* Start *

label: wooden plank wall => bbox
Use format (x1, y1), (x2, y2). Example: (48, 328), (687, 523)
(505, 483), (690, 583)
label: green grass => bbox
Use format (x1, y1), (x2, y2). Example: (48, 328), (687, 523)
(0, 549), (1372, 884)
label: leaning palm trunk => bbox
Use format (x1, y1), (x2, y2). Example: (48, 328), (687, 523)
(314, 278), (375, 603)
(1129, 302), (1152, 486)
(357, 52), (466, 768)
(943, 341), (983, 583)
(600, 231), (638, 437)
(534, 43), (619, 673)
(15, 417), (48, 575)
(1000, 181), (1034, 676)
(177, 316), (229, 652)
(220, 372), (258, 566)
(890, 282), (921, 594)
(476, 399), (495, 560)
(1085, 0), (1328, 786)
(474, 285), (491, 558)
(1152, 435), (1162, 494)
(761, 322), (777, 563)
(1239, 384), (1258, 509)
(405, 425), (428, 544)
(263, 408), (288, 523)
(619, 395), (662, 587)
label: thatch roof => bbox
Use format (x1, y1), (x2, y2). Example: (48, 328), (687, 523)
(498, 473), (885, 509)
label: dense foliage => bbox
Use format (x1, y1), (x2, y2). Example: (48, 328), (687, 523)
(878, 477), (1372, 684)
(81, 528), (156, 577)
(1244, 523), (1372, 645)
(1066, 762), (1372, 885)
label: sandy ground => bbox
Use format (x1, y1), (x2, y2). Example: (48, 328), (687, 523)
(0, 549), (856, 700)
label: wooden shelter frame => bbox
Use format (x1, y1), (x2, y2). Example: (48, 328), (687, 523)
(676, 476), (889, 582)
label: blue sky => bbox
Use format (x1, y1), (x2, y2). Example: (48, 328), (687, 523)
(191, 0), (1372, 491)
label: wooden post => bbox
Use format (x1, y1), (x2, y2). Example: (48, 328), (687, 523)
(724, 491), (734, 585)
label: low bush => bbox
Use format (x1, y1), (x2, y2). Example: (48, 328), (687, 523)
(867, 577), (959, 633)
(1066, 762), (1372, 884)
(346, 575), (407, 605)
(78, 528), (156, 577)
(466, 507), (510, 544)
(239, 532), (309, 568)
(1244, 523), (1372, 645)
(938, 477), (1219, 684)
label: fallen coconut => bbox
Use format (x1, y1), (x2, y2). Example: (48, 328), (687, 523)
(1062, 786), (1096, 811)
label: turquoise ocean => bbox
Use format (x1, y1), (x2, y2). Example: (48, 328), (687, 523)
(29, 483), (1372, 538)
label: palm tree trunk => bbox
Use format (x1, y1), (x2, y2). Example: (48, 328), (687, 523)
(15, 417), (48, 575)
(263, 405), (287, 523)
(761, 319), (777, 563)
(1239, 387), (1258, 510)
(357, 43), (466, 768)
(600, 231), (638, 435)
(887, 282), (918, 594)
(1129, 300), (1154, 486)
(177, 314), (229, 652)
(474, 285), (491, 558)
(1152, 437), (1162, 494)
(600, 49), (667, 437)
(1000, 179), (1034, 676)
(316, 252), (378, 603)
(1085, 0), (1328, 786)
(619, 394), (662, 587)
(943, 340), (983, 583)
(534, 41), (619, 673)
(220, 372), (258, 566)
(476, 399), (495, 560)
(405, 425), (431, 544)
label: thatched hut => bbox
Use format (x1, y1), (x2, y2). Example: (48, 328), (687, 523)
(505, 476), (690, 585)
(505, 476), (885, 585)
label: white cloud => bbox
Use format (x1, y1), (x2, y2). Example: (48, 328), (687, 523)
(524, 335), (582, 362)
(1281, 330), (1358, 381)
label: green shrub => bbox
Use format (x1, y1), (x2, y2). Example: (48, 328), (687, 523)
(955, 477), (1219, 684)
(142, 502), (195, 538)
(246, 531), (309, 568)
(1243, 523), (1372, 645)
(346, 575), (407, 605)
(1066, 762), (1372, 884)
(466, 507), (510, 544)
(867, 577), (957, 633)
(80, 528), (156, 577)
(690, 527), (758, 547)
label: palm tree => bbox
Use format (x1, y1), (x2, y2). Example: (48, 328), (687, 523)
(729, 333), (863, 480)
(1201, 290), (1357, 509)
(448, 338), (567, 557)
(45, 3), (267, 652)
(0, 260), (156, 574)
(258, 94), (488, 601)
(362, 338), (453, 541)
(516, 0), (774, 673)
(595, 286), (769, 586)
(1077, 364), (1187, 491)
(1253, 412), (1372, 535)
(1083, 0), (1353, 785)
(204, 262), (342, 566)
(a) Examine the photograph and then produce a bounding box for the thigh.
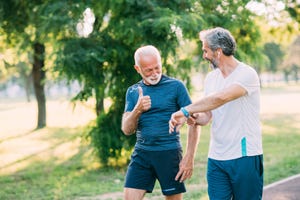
[124,149,156,192]
[151,149,186,196]
[232,155,263,200]
[207,158,232,200]
[124,188,146,200]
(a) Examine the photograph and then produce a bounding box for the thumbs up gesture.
[134,86,151,113]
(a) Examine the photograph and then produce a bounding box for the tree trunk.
[32,42,46,129]
[95,87,104,116]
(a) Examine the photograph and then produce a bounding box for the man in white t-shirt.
[169,27,263,200]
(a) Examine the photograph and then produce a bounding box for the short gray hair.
[134,45,161,67]
[200,27,236,56]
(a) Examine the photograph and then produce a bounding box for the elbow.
[213,93,228,107]
[121,126,132,136]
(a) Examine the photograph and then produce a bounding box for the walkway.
[263,174,300,200]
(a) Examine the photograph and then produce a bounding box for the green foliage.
[55,0,201,165]
[89,105,135,166]
[264,43,284,72]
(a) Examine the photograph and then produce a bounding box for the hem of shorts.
[162,190,186,196]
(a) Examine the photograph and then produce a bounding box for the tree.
[0,0,83,128]
[264,42,284,73]
[55,0,202,165]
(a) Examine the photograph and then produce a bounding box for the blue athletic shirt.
[124,75,191,151]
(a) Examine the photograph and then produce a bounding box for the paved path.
[263,174,300,200]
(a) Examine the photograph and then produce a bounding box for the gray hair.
[200,27,236,56]
[134,45,161,67]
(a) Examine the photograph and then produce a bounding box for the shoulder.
[161,75,184,85]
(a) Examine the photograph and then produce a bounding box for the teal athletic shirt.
[124,75,191,151]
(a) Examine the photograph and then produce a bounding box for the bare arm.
[169,84,247,133]
[186,84,247,113]
[121,109,142,135]
[175,125,201,182]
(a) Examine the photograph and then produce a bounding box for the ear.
[134,65,141,73]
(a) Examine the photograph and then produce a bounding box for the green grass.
[0,83,300,200]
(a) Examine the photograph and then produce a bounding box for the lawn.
[0,85,300,200]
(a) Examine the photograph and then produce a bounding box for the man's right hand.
[134,86,151,113]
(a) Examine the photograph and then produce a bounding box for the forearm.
[185,95,226,114]
[186,125,201,160]
[121,109,141,135]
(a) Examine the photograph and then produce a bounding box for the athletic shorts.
[207,155,264,200]
[124,149,186,196]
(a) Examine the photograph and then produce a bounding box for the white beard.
[144,73,162,85]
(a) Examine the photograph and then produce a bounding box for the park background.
[0,0,300,200]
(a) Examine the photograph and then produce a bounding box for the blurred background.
[0,0,300,199]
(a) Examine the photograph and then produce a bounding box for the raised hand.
[169,110,187,133]
[134,86,151,113]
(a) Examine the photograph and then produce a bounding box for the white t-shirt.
[204,63,263,160]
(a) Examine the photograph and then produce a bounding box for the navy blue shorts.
[207,155,263,200]
[124,149,186,196]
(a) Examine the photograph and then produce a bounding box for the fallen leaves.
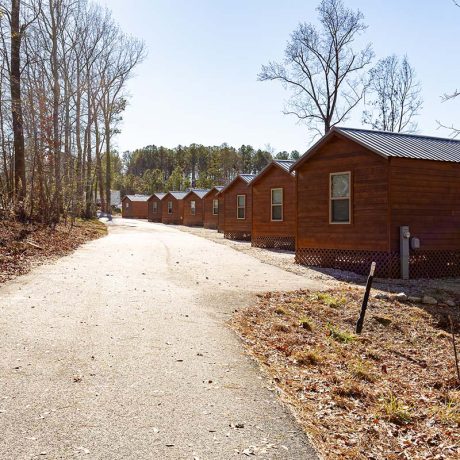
[233,288,460,460]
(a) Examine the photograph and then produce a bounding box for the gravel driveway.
[0,219,322,460]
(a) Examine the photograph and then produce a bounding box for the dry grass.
[233,288,460,460]
[0,220,107,283]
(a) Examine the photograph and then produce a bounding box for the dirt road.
[0,219,321,460]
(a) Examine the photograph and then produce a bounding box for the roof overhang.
[290,126,388,172]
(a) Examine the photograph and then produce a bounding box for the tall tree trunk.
[10,0,26,211]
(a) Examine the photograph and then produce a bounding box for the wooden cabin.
[147,193,166,222]
[161,192,187,225]
[220,174,255,241]
[203,186,224,230]
[183,189,209,227]
[292,127,460,278]
[251,160,296,251]
[121,195,149,219]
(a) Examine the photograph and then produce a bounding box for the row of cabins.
[123,127,460,278]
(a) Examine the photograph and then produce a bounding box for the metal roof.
[238,174,256,184]
[219,174,256,193]
[123,194,150,201]
[163,191,188,200]
[291,126,460,170]
[203,185,224,198]
[273,160,295,172]
[187,189,210,198]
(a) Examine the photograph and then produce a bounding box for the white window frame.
[236,195,246,220]
[329,171,352,225]
[270,187,284,222]
[212,198,219,216]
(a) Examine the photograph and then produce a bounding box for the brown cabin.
[220,174,255,241]
[251,160,296,251]
[292,127,460,278]
[121,195,149,219]
[203,186,224,230]
[147,193,166,222]
[183,189,209,227]
[161,192,187,225]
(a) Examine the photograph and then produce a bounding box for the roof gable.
[219,174,256,193]
[252,160,295,184]
[121,194,150,201]
[291,126,460,170]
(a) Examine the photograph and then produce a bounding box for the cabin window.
[236,195,246,219]
[330,172,351,224]
[271,188,283,221]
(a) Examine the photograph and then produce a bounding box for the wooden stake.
[449,315,460,383]
[356,262,375,334]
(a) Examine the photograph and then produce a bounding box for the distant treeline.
[113,144,300,195]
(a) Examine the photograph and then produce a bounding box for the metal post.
[356,262,375,334]
[399,225,410,280]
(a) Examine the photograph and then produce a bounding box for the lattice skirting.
[296,248,460,279]
[224,232,251,241]
[295,248,400,278]
[409,250,460,278]
[251,236,295,251]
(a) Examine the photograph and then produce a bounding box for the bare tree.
[258,0,374,133]
[363,55,423,133]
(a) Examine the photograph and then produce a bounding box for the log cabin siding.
[390,158,460,252]
[251,165,296,241]
[161,193,184,225]
[147,195,162,222]
[182,192,204,227]
[121,197,148,219]
[296,136,389,251]
[217,193,225,233]
[203,188,220,230]
[222,178,252,239]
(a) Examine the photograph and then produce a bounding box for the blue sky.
[100,0,460,152]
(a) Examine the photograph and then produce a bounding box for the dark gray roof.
[163,192,188,200]
[273,160,295,172]
[239,174,256,184]
[123,194,150,201]
[187,189,209,198]
[219,174,256,193]
[333,128,460,163]
[203,185,224,198]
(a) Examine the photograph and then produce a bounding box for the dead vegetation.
[233,288,460,459]
[0,219,107,283]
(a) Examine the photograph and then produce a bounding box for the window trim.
[236,194,246,220]
[328,171,353,225]
[212,198,219,216]
[270,187,284,222]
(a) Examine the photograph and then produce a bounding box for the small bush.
[380,392,412,425]
[293,350,322,366]
[299,316,313,331]
[350,360,377,383]
[315,292,347,308]
[327,323,356,343]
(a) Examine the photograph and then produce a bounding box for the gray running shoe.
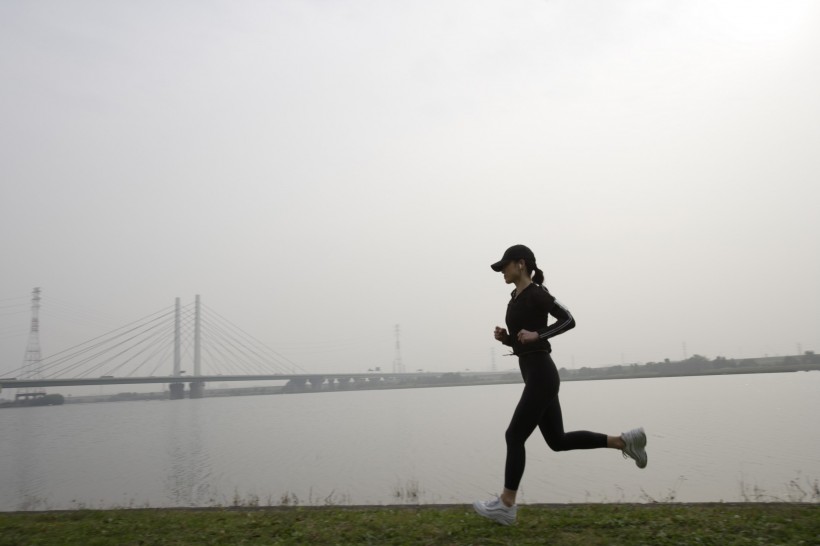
[473,497,518,525]
[621,428,648,468]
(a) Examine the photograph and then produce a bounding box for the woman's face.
[501,260,527,284]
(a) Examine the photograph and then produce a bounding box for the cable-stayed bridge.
[0,289,494,399]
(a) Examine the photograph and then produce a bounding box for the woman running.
[473,245,647,525]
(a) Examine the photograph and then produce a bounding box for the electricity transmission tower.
[15,288,45,398]
[393,324,404,373]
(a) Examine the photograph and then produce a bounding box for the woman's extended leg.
[538,388,647,468]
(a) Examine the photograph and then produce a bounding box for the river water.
[0,372,820,511]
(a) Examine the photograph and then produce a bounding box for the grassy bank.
[0,503,820,546]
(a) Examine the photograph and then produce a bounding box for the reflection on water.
[165,399,214,506]
[0,372,820,510]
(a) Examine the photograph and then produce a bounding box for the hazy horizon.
[0,0,820,382]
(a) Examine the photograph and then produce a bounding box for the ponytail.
[524,258,544,285]
[532,267,544,285]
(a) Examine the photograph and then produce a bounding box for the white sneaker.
[621,428,649,468]
[473,497,518,525]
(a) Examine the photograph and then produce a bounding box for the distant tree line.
[559,351,820,380]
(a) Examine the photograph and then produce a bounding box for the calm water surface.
[0,372,820,511]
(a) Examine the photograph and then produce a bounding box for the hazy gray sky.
[0,0,820,373]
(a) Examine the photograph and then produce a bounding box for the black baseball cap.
[490,245,535,271]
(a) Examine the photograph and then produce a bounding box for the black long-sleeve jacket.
[504,283,575,355]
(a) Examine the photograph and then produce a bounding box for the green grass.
[0,503,820,546]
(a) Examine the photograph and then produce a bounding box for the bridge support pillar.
[169,383,185,400]
[188,381,205,398]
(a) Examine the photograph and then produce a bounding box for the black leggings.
[504,352,606,491]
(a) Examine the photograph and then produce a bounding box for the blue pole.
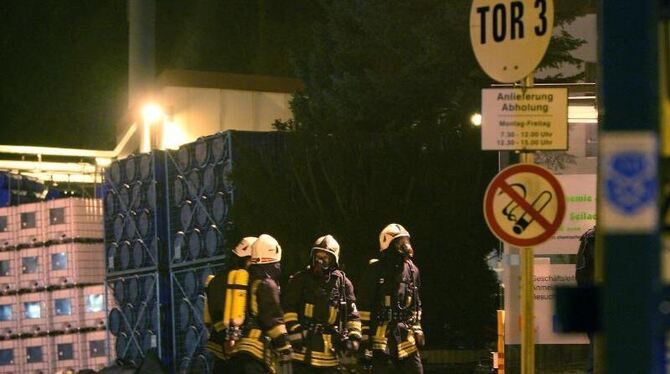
[597,0,665,374]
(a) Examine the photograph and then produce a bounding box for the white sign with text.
[481,88,568,151]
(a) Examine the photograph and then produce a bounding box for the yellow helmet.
[311,235,340,265]
[233,236,258,257]
[251,234,281,265]
[379,223,409,252]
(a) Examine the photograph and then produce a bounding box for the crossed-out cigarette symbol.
[498,183,553,235]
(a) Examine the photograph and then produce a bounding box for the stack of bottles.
[105,131,281,373]
[103,151,171,366]
[0,198,108,373]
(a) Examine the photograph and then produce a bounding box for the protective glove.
[277,346,293,363]
[414,330,426,348]
[344,339,361,354]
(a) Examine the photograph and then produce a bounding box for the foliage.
[292,0,589,132]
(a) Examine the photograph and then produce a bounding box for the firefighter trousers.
[372,351,423,374]
[228,353,270,374]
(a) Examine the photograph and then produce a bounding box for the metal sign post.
[484,158,566,374]
[596,0,665,374]
[521,152,535,374]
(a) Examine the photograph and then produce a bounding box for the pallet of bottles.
[0,242,104,295]
[0,330,109,373]
[0,198,104,249]
[0,285,107,339]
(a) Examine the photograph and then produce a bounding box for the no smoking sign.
[484,164,565,247]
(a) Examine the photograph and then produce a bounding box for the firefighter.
[359,223,425,373]
[228,234,291,374]
[204,236,257,373]
[282,235,368,374]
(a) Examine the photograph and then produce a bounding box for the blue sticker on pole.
[598,132,658,233]
[605,152,658,215]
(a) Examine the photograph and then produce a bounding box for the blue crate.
[103,151,168,276]
[171,262,223,373]
[106,273,173,367]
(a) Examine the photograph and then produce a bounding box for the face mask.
[313,254,332,274]
[398,243,414,258]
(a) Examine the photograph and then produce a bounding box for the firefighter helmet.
[251,234,281,264]
[233,236,258,257]
[379,223,409,252]
[310,235,340,266]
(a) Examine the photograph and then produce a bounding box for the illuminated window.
[21,212,37,229]
[21,256,38,274]
[54,299,72,316]
[0,349,14,366]
[88,340,107,357]
[86,294,104,313]
[23,301,42,319]
[51,252,67,270]
[0,305,12,321]
[49,208,65,225]
[58,343,74,361]
[0,260,11,277]
[26,346,44,364]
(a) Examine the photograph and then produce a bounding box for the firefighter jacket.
[233,273,291,372]
[359,254,422,359]
[282,268,361,367]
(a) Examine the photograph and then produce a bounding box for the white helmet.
[312,235,340,265]
[379,223,409,252]
[251,234,281,264]
[233,236,258,257]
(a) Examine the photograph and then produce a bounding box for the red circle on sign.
[484,164,565,247]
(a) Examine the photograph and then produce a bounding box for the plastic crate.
[172,263,223,372]
[80,284,107,329]
[45,242,105,287]
[19,336,55,374]
[49,287,84,332]
[0,249,20,293]
[17,247,49,291]
[19,291,51,336]
[0,295,21,339]
[14,202,47,248]
[167,132,232,268]
[0,339,21,374]
[44,198,104,244]
[82,331,109,371]
[51,333,86,372]
[0,207,19,250]
[103,151,167,276]
[107,273,172,366]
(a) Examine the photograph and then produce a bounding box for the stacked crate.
[0,198,107,373]
[0,171,46,207]
[167,131,281,373]
[104,131,282,373]
[104,151,171,366]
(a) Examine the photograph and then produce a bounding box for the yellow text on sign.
[470,0,554,83]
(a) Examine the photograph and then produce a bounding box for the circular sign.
[470,0,554,83]
[484,164,565,247]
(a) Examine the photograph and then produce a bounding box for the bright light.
[470,113,482,127]
[162,121,189,149]
[95,157,112,168]
[142,103,163,123]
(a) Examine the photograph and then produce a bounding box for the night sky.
[0,0,319,149]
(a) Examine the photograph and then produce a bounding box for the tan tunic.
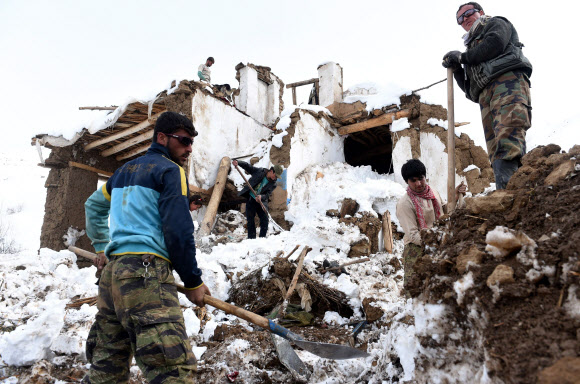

* End *

▶ [What to work on]:
Retype the material word for word, starting from its first line and stopping after the line that contains "(498, 473), (885, 509)".

▶ [Completed task]:
label: wooden plank wall => bbox
Use format (x1, y1), (x2, y2). Example: (48, 328), (687, 523)
(505, 483), (690, 583)
label: green grass => bbox
Use format (x1, y1), (x2, y2). Example: (48, 328), (687, 523)
(0, 549), (1372, 884)
label: leaning palm trunk => bbox
Use format (x1, y1), (x2, y2). Example: (48, 328), (687, 523)
(314, 278), (375, 603)
(1129, 302), (1152, 486)
(357, 52), (466, 768)
(943, 341), (983, 583)
(600, 231), (638, 437)
(534, 43), (619, 673)
(15, 417), (48, 575)
(1000, 181), (1034, 676)
(177, 316), (229, 652)
(220, 372), (258, 566)
(890, 282), (921, 594)
(476, 399), (495, 560)
(1085, 0), (1328, 786)
(474, 285), (491, 558)
(1152, 435), (1162, 494)
(761, 322), (777, 563)
(1239, 384), (1258, 509)
(405, 425), (428, 544)
(263, 408), (288, 523)
(619, 395), (662, 587)
label: thatch roof => bbox
Use format (x1, y1), (x2, y2). Example: (48, 328), (687, 523)
(498, 473), (885, 509)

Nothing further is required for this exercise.